* PROBLEM DETAILS *
Collect each line of the material below that contains the word "lamp".

* Begin *

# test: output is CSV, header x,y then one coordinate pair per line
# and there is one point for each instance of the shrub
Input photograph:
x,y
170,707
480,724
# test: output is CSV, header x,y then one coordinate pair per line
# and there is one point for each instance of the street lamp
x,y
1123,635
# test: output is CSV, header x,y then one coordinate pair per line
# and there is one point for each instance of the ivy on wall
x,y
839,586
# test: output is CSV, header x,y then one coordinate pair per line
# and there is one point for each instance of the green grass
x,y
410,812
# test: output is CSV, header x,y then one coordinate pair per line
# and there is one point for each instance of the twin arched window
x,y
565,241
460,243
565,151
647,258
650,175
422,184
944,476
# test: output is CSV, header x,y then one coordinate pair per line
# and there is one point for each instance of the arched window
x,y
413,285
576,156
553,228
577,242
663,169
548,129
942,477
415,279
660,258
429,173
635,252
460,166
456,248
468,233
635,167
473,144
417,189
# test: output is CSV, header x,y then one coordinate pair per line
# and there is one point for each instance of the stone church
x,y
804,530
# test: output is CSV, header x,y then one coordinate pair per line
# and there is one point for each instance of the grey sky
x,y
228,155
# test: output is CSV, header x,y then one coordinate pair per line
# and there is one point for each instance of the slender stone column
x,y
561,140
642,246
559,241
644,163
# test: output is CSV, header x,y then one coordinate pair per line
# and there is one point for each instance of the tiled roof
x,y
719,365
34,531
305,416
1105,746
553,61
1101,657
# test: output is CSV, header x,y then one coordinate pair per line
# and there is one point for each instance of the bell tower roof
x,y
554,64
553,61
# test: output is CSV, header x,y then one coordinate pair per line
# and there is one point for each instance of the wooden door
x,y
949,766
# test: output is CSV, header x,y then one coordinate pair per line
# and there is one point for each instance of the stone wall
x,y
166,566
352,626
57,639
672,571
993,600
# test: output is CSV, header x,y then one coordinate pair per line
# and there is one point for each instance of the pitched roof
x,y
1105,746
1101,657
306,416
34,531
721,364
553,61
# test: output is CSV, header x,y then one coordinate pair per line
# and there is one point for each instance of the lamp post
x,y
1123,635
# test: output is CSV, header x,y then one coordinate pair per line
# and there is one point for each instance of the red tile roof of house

* End *

* RIGHT ANSWER *
# and there is one point for each instance of the street lamp
# and there is one point for each instance of the lamp post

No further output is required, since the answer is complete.